TEXT SECTION:
──────────────────────────────

Today too many startup entrepreneurs dream and seek the VC-funded path of least resistance. At the same time the media lavishes “credibility” to such companies that are either unproven, unprofitable or both.Upon obtaining funding, these firms often pursue a strategy of blasting copious amounts of cash at every challenge. For the principal shareholders, the goal is to achieve quick market dominance before scrambling toward a lucrative exit.
In theory, there’s nothing wrong with this. In fact, some of you may find it an attractive option.
In reality, this strategy is not an option for most startups, especially small companies — in part because in reality, capital is funneled to trendy “sharing economy apps” and “unicorns,” and the like with hopes for huge returns. Not average businesses. The average startup will never be valuable enough, fast enough, or exciting enough, to merit a VC firm’s attention.
Despite the press given to Silicon Valley startups, the total number of new companies (as a share of all U.S. businesses) fell 44 percent between 1978 and 2012.
One reason for this trend is the financial industry’s shift from lending to speculation — a symptom of the increasing “financialization” of the American economy. Another symptom: companies that do receive external funding tend to be less creative. A Stanford University study found that, after tech companies go public, innovation falls by 40 percent.
Is money the root of mediocrity?
No, but acquiring too much money, too quickly, may eliminate the incentives to find creative solutions to the myriad challenges facing every new company.
At my organization we shunned VC & private equity funding, and instead bootstrapped our way to profitability and numerous national accolades in a highly competitive industry. Could we have grown faster with venture capital? Possibly, but I’m convinced that bootstrapping helped make me a better leader, entrepreneur and build a more sustainable, agile business. Here’s why:
1. You’re incentivized to succeed.
When entrepreneurs put their own money, reputations and livelihoods on the line, it creates a sense of urgency to pull out all the stops. You either find solutions to your short- and long-term challenges or you go out of business. It’s a mindset of no retreat no surrender. Failure is not an option because you are forging ahead with minimal safety nets. After selling my house and downsizing my life to finance my company’s birth, needless to say, I was very motivated.
2. You make customers your top priority.

──────────────────────────────

Stored data entries:
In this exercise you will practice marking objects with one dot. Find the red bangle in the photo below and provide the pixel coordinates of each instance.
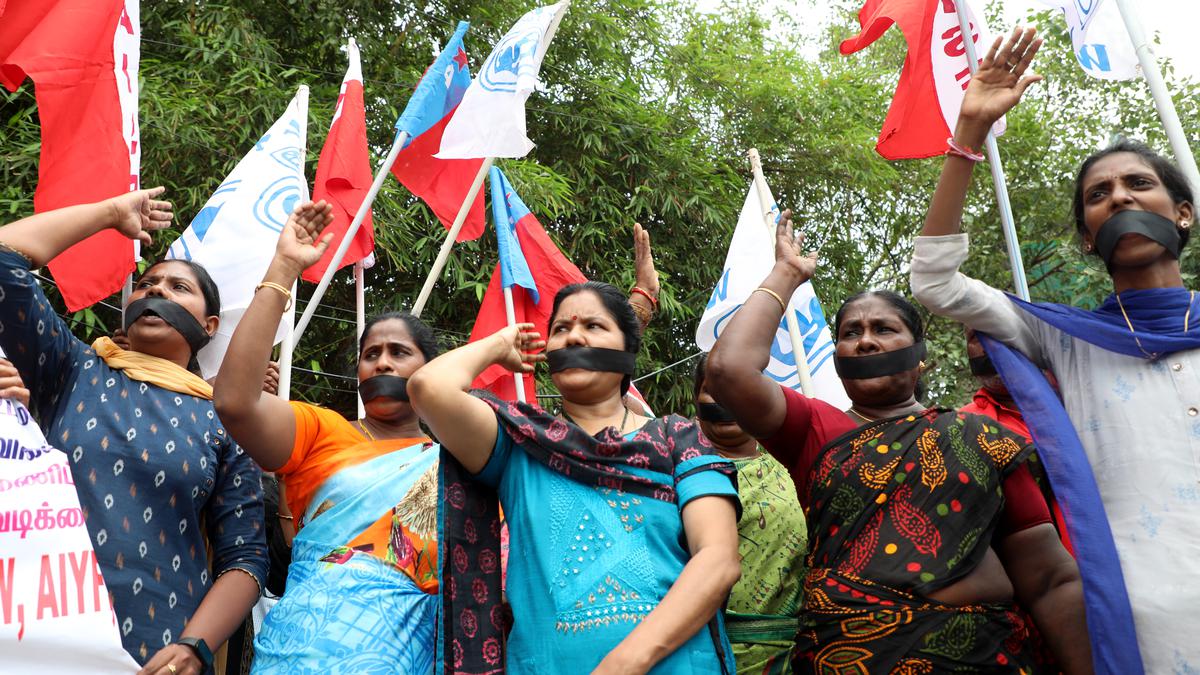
(640, 291)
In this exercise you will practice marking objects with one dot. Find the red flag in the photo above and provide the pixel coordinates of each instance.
(551, 270)
(343, 172)
(442, 184)
(67, 48)
(925, 107)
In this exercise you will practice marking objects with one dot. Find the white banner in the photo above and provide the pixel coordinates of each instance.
(1099, 39)
(751, 256)
(490, 120)
(235, 233)
(55, 615)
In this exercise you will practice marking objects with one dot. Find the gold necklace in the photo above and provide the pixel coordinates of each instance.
(1187, 320)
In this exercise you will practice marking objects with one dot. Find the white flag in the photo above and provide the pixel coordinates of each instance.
(751, 256)
(234, 234)
(1099, 39)
(490, 120)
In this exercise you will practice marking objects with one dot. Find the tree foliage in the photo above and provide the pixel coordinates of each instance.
(646, 115)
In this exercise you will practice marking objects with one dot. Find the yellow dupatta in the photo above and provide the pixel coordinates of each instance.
(154, 370)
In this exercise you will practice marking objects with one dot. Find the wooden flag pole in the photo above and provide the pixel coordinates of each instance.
(444, 254)
(793, 327)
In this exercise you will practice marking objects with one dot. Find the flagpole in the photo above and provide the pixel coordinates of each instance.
(997, 171)
(1163, 101)
(364, 209)
(793, 327)
(510, 312)
(360, 311)
(444, 254)
(289, 340)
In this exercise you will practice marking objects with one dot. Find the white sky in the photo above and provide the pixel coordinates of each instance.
(1174, 21)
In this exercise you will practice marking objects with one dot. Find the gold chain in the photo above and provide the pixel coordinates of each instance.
(1187, 320)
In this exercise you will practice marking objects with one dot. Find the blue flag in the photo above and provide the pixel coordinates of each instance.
(509, 210)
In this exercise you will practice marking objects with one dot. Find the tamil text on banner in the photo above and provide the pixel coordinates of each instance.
(83, 59)
(55, 617)
(491, 120)
(1098, 39)
(442, 184)
(751, 256)
(235, 233)
(928, 99)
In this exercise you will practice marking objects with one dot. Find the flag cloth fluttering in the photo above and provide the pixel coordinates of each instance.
(928, 99)
(83, 58)
(235, 233)
(442, 184)
(491, 120)
(343, 172)
(751, 254)
(1099, 39)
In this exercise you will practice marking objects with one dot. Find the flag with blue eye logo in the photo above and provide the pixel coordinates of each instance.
(751, 256)
(234, 234)
(509, 211)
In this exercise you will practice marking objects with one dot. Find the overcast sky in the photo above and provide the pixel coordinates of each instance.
(1174, 21)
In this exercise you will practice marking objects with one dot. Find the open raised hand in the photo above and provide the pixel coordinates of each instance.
(139, 213)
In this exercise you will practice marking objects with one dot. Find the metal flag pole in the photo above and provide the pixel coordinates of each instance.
(1167, 111)
(289, 340)
(793, 327)
(381, 175)
(444, 254)
(997, 171)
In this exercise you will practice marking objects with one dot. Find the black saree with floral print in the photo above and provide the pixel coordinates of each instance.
(900, 508)
(474, 621)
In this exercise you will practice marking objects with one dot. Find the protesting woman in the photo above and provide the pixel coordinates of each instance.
(623, 529)
(1122, 448)
(163, 487)
(922, 525)
(363, 586)
(765, 605)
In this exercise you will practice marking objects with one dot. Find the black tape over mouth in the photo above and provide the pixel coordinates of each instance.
(175, 317)
(880, 365)
(384, 386)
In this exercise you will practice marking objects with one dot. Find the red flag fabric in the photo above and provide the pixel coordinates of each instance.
(551, 270)
(67, 48)
(442, 184)
(925, 106)
(343, 172)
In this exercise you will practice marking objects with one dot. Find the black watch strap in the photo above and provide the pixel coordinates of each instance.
(201, 647)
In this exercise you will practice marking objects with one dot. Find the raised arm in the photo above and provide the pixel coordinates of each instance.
(264, 424)
(42, 237)
(735, 368)
(466, 425)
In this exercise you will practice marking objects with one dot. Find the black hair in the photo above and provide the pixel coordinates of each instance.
(208, 287)
(1173, 179)
(618, 308)
(909, 314)
(420, 332)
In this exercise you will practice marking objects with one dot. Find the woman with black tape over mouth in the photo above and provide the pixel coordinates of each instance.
(1121, 446)
(156, 473)
(623, 530)
(364, 572)
(921, 520)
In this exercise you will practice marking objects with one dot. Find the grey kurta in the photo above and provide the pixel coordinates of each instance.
(1139, 423)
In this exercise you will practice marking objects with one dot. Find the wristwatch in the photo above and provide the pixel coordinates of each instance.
(201, 647)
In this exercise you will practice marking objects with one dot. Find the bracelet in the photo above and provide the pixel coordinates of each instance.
(783, 305)
(640, 291)
(953, 148)
(276, 287)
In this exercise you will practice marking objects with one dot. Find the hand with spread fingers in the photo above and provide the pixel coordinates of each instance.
(1002, 78)
(139, 213)
(514, 347)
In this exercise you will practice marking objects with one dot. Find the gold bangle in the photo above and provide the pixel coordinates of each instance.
(783, 305)
(276, 287)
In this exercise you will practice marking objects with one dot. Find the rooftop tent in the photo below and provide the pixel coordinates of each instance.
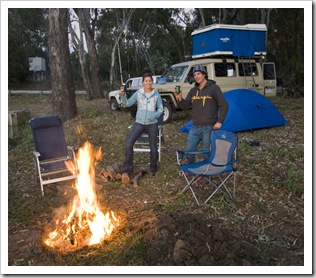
(248, 110)
(223, 39)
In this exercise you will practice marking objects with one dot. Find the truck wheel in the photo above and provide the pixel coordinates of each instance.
(114, 105)
(133, 113)
(167, 112)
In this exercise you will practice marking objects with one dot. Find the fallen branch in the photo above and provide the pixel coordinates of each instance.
(125, 178)
(135, 180)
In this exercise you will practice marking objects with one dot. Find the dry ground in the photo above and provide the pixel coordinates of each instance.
(160, 225)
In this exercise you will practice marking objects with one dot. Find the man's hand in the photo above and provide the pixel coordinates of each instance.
(122, 92)
(217, 125)
(177, 95)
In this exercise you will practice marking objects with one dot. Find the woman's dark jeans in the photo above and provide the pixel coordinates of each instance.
(136, 131)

──────────────────────────────

EXERCISES TO COMPLETE:
1) According to the essay on bootstrapping a startup, by what percent did the total number of new companies, as a share of all U.S. businesses, fall between 1978 and 2012?
2) Extend the essay on bootstrapping a startup from its final line.

ANSWERS PER TASK:
1) 44 percent

2)
When you raise external capital, you’re naturally beholden to your investors. You must make their needs a top priority. I’m a believer that, when you’re bootstrapping a company, you must reinvest profits back into the business. This requires that you make customers’ needs the top priority. Finding new ways to please clients becomes vital to your survival, which in turn, fuels your growth. From day one, we met with clients, discovered their needs and built customized services and products that our bigger competitors wouldn’t touch (they weren’t cost effective). These customers became big fans, spreading our reputation throughout the industry.
3. Innovation becomes a must.
Given our limited resources, we had no choice but to adopt low-cost and creative marketing strategies, including social media, cold calls, email and networking. VC-funded firms don’t have to do this. They receive instant credibility because of their connections at high levels. Would I have rather hired a pricey marketing communications firm? No. Thanks to our humble origins, we created a dynamic DIY culture that still drives our marketing to this day even though we are now able to meet with top level executives.
4. You must budget more efficiently.
We didn’t have the luxury of hiring someone to fill every position. We had to wear many hats and be smarter with resources. Because so many ACD personnel had to learn multiple facets of running the business, our employees are now better equipped than many of our better-funded competitors’ to serve the evolving needs of customers. A highly trained efficient team is much more cost effective than simply throwing headcount at a problem.
5. You retain control.
When you accept external financing, you lose control of some of your company. Bootstrapping lets you retain total control of your direction and vision. In my opinion, there’s nothing worse than having your investors bring in outsiders with no experience (and possibly a different vision). I believe it hurts the company culture. We have a strong vision of a unified tech platform that keeps evolving and improving, and our reputation for excellence is stronger than ever.
Now before you assume I’m completely against investors, private equity and venture capital, I have personally met with well over 50 investment firms just over the past year — with many wanting to invest in our company. I’ve built some great relationships and in fact at some point in the future, there may be a fit should we wish to acquire another company or further accelerate growth.
I do however, believe that if you can continue to grow a highly profitable business without private equity or funding there’s no pressing need for it. Sure it will be tougher at first, require ingenuity, sound fiscal management, determination and smart decision-making but what doesn’t?
So entrepreneurs, don’t fall into the trap that if you aren’t raising money, grabbing prestigious investors or flying high on some tech blogs that you can’t win or succeed. Focus first on building a sustainable viable business that has a market and profitability.